═══ Texte choisi
Chronic’art : Avant de traduire Oméga mineur en anglais, vous l’avez écrit dans votre langue maternelle, le flamand. Etes-vous satisfait que Claro l’ait traduit en français à partir de la version anglaise ?
Paul Verhaeghen : Après avoir parcouru le premier chapitre en français – je le parlais un peu par nécessité, à une époque –, j’ai eu l’impression que la traduction de Claro était plus proche de la version flamande que de ma version anglaise. Je crois qu’il a parfaitement saisi l’esprit du roman. Et si la traduction des œuvres littéraires est si ardue, c’est parce qu’il faut simultanément rendre une langue dans une autre, la voix de l’auteur et l’esprit du livre. Je me rappelle avoir décidé de traduire le livre moi-même en anglais après avoir lu des épreuves traduites par un autre. Le texte était correct, il ne manquait aucun mot ni aucune idée. Mais ma voix n’y était pas.
Sur la couverture de l’édition française, il y a écrit : « Traduit de l’américain ».
Je ne sais pas si les Américains eux-mêmes pensent qu’il existe une langue qui s’appellerait l’américain. Est-ce qu’en France on trouve des romans écrits en québécois ? Ce qui est certain, c’est que mon anglais a peu à voir avec celui qu’on parle en Angleterre. En tant que Belge, j’ai ai été confronté aux problèmes de bilinguisme tous les jours jusqu’à mon départ pour les Etats-Unis.
La vraie question est bien sûr : Oméga mineur est-il un roman américain ?
Il ne détonne pas dans une certaine tradition, c’est certain. Celle que représente la collection « Lot 49 » (dirigée par Claro et Hofmarcher au Cherche-Midi, et dédiée aux courants expérimentaux et « postmodernes » de la littérature américaine, ndlr), par exemple, même si je suis le seul auteur de la collection à avoir grandi en Europe.
En quelque sorte, le fait que le roman ait été écrit par un Européen lui donne une légitimité. Du moins, un Américain de naissance n’aurait probablement pas osé écrire une œuvre qui a pour personnage principal l’Europe… D’ailleurs à deux exceptions près, tous les personnages sont européens.
══════
═══ Données extraites
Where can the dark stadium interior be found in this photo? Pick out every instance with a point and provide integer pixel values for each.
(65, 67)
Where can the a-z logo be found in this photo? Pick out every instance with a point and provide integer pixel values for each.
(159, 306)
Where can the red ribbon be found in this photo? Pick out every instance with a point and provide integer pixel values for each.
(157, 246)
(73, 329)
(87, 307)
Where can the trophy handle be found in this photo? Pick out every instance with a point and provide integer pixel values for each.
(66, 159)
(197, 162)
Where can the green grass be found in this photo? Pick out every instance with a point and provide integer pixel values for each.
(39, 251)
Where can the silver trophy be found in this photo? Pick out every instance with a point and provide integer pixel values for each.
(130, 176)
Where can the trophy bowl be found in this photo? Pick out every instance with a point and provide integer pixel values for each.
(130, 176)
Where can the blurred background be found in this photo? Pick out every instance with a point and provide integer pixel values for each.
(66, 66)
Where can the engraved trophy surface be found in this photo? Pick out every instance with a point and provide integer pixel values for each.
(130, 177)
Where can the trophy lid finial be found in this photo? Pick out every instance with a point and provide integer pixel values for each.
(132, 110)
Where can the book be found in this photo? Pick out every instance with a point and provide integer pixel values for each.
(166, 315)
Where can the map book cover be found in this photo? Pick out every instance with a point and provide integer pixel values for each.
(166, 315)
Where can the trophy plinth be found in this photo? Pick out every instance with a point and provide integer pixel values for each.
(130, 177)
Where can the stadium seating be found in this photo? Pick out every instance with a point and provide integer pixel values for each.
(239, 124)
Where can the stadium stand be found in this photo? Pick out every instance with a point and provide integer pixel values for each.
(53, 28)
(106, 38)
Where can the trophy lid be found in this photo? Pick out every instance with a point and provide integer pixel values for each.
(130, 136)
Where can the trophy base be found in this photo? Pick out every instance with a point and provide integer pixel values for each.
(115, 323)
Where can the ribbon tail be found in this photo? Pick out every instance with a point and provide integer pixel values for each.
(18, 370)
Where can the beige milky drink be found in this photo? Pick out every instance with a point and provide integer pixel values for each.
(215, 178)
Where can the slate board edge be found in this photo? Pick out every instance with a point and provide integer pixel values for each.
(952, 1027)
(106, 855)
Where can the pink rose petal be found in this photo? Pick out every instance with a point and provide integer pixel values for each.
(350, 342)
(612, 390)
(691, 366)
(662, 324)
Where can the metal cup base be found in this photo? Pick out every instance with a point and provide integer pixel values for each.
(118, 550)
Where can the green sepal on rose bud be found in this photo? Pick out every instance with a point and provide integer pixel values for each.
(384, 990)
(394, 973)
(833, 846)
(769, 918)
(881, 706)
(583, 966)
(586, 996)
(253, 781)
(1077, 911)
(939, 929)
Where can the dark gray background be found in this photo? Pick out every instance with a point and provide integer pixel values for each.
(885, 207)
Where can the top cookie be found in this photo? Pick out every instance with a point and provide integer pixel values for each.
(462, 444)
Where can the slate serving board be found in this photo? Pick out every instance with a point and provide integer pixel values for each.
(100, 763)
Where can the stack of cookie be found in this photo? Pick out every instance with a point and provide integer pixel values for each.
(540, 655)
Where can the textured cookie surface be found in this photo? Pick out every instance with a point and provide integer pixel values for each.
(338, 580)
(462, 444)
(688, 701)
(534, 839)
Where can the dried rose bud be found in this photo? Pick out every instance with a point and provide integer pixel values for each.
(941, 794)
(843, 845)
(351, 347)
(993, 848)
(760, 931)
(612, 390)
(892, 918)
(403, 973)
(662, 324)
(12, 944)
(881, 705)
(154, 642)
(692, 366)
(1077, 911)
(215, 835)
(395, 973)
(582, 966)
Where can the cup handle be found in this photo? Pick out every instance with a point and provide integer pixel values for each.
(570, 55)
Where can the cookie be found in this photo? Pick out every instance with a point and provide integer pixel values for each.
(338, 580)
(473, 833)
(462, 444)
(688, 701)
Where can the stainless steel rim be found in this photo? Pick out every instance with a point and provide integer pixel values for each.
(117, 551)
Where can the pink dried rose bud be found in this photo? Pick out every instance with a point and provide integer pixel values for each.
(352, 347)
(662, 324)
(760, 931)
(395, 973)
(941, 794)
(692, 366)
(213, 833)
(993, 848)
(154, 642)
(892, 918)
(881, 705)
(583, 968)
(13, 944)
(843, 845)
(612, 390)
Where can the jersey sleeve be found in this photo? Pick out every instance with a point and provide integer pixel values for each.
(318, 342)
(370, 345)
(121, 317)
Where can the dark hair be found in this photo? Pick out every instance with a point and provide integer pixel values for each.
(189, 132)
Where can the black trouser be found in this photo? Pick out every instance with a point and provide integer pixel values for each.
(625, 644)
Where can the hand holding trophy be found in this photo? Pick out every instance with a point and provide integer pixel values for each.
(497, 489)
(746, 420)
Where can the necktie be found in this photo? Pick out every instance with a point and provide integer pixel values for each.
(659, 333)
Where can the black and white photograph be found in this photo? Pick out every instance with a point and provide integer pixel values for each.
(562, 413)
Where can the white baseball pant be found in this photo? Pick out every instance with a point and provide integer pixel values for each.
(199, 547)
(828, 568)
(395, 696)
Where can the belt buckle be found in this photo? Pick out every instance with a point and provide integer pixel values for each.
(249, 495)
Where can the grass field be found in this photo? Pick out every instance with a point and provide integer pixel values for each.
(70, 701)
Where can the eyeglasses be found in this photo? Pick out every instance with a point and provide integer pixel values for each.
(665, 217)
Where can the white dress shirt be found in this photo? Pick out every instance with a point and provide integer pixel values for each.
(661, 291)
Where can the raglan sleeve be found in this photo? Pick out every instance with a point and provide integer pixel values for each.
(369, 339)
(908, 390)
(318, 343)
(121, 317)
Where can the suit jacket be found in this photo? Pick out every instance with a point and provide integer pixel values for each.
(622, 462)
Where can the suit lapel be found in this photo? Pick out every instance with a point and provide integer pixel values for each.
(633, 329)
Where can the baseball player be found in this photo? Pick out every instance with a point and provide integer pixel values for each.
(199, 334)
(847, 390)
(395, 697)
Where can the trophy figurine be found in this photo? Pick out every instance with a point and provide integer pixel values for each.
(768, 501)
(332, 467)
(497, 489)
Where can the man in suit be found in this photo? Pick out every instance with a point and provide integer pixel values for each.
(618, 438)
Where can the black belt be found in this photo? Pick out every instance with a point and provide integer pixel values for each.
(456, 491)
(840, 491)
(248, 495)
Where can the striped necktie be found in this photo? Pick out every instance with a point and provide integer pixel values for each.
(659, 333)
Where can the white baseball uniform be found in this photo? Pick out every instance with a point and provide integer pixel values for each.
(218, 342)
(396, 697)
══════
Consigne
Recopiez l'entretien depuis « La vraie question » jusqu'à « personnages sont européens. » inclus, en substituant « héros » à « personnage principal ».

Réponse finale
La vraie question est bien sûr : Oméga mineur est-il un roman américain ?
Il ne détonne pas dans une certaine tradition, c’est certain. Celle que représente la collection « Lot 49 » (dirigée par Claro et Hofmarcher au Cherche-Midi, et dédiée aux courants expérimentaux et « postmodernes » de la littérature américaine, ndlr), par exemple, même si je suis le seul auteur de la collection à avoir grandi en Europe.
En quelque sorte, le fait que le roman ait été écrit par un Européen lui donne une légitimité. Du moins, un Américain de naissance n’aurait probablement pas osé écrire une œuvre qui a pour héros l’Europe… D’ailleurs à deux exceptions près, tous les personnages sont européens.